Text extract:
--- start ---
Setting aside all the sensationalism and scandal, the stacking of the judiciary with ultra conservative fundamentalist judges, and ignoring net neutrality, 45 and his merry band of sycophants have still managed to do real and lasting damage to the country and the world.
After the year’s events, I wish more people were less complacent (or less stupid or ignorant or greedy or deluded) and grasped the fact that there is a sustained, on-going, well-funded and loosely co-ordinated assault on liberal democratic institutions in progress, not only in the U.S. but throughout the industrialised West. This is 1930s-level ideological warfare.
The Republicans will just pull out one of their favorite sound bytes for any criticism on the listed policies. “Soft on crime”. Then they will start talking about an imaginary crime wave.
I don’t understand why the Democrats don’t greet each of these acts with a public promise to repeal them if they take office. It would at least put businesses on notice not to make any plans that rely on these decisions remaining intact, and would give Dems a rejoinder for aggrieved execs when they do repeal these rules: “We told you on day zero that this new rules were doomed. If you didn’t listen to us, that’s your problem, not ours.”
I appreciate that from the party’s perspective, this could be a useful tactic to gain votes. And maybe it’s necessary with respect to truly destructive policies. But if both parties did that with policies they didn’t like, it seems like it would create a difficult environment to run a business in. How do you make any long term plans as a business if every change in administration brings sweeping policy changes?
With this administration, there are so many “this one thing alone screws up the US” elements. The Stacking of the judiciary with young, incompetent reactionaries is probably the worst so far, but changes in the EPA and Department of Justice, gutting of the State Department (loss of institutional memory, diplomats and ambassadors), even what’s being done in the Department of Agriculture will have long term effects, some of which won’t be felt for years (e.g. slashing research into climate change’s impact on crops, potentially leaving us starving in a few decades), losing vital time during significant moments which we’ll never be able to make up. It’s really disheartening.
Buying a Congress-critter or three?
Problem is that one or three won’t be enough, sadly.
Two sides of the same coin, am I right?
--- end ---
Annotation dataset entries:
--- start ---
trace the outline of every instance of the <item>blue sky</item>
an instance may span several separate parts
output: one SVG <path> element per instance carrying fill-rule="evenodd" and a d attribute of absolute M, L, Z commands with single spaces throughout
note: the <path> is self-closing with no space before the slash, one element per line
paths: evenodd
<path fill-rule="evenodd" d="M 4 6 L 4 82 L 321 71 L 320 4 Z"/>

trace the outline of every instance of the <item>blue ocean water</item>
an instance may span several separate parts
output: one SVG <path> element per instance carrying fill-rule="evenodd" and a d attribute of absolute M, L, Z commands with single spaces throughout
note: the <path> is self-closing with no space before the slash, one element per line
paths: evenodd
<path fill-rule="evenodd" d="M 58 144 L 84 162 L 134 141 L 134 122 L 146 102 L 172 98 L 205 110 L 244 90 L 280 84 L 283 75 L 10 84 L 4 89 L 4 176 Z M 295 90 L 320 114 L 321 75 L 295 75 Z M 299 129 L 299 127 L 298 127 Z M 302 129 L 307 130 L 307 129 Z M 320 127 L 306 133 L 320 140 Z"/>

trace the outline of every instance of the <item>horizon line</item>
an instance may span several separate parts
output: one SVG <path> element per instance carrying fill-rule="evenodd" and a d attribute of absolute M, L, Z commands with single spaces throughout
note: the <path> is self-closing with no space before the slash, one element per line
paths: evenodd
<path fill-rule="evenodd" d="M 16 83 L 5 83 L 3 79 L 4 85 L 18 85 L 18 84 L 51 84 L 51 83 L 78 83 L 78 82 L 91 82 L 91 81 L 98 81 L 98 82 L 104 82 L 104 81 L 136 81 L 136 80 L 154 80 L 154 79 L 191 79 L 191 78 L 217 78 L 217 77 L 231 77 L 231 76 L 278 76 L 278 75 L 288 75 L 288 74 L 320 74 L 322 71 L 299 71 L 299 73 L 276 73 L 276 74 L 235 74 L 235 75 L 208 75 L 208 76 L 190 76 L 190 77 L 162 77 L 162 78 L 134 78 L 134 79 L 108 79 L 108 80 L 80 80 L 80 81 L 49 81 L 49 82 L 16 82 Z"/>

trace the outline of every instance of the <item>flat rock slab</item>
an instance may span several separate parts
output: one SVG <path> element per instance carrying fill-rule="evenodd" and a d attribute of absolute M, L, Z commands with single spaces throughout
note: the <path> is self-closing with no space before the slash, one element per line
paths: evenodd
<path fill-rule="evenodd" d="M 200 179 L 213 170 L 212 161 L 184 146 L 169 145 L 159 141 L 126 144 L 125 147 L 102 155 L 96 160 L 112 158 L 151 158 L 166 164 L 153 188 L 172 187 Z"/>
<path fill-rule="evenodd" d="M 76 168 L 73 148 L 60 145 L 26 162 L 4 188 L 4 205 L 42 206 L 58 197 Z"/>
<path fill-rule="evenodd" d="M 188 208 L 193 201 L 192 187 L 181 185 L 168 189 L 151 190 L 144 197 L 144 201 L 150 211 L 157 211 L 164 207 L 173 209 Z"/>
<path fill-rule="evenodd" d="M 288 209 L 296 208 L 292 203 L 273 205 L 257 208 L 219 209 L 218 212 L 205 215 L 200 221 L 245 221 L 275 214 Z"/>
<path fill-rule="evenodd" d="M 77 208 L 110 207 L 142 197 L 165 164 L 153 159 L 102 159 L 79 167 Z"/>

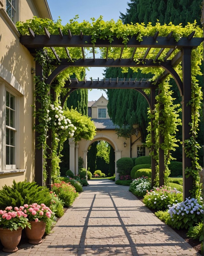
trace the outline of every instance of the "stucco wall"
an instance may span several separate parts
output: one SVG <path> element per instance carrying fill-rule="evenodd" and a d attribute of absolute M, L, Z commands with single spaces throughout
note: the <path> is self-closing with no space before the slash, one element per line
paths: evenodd
<path fill-rule="evenodd" d="M 33 1 L 21 0 L 20 3 L 21 20 L 32 18 L 34 15 L 39 16 Z M 0 82 L 3 82 L 19 97 L 19 150 L 17 153 L 19 156 L 16 166 L 19 170 L 16 172 L 20 170 L 22 172 L 9 173 L 7 170 L 5 173 L 4 170 L 0 170 L 0 187 L 5 184 L 11 185 L 14 179 L 17 182 L 25 180 L 31 181 L 34 179 L 33 109 L 31 106 L 34 104 L 34 79 L 31 68 L 35 67 L 35 64 L 33 57 L 20 43 L 17 29 L 5 15 L 5 11 L 2 9 L 0 10 Z M 0 132 L 2 132 L 3 128 L 0 127 Z"/>

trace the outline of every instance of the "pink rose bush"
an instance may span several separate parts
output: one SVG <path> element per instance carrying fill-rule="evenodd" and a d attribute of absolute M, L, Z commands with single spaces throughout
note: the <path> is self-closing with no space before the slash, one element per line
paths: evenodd
<path fill-rule="evenodd" d="M 19 227 L 22 228 L 30 226 L 28 222 L 27 215 L 24 211 L 24 206 L 19 208 L 15 207 L 14 210 L 11 206 L 0 210 L 0 227 L 9 228 L 11 230 L 17 230 Z"/>
<path fill-rule="evenodd" d="M 54 213 L 49 208 L 44 204 L 40 205 L 37 203 L 32 204 L 24 204 L 24 212 L 27 215 L 29 220 L 34 220 L 35 222 L 43 221 L 46 223 L 48 221 Z"/>

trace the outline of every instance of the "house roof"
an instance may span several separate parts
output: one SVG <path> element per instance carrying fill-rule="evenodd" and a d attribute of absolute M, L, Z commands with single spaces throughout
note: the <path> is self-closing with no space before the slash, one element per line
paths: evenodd
<path fill-rule="evenodd" d="M 115 130 L 116 128 L 119 128 L 118 125 L 114 124 L 110 119 L 91 119 L 94 121 L 94 124 L 97 130 Z"/>

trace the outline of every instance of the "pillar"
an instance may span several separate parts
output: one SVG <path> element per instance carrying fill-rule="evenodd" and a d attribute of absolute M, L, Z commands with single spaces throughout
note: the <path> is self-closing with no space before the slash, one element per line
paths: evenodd
<path fill-rule="evenodd" d="M 116 174 L 116 179 L 115 180 L 117 180 L 119 179 L 119 174 L 117 172 L 117 167 L 116 167 L 116 162 L 118 159 L 120 159 L 121 158 L 121 152 L 122 152 L 122 150 L 117 150 L 115 151 L 115 174 Z"/>
<path fill-rule="evenodd" d="M 74 138 L 69 139 L 69 169 L 75 174 L 75 142 Z"/>
<path fill-rule="evenodd" d="M 79 143 L 76 143 L 75 145 L 75 174 L 79 173 L 79 163 L 78 162 Z"/>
--- end ---
Task prompt: Repeat the stretch of the political comments from "Setting aside all" through "and the world.", word for word.

Solution for this problem:
Setting aside all the sensationalism and scandal, the stacking of the judiciary with ultra conservative fundamentalist judges, and ignoring net neutrality, 45 and his merry band of sycophants have still managed to do real and lasting damage to the country and the world.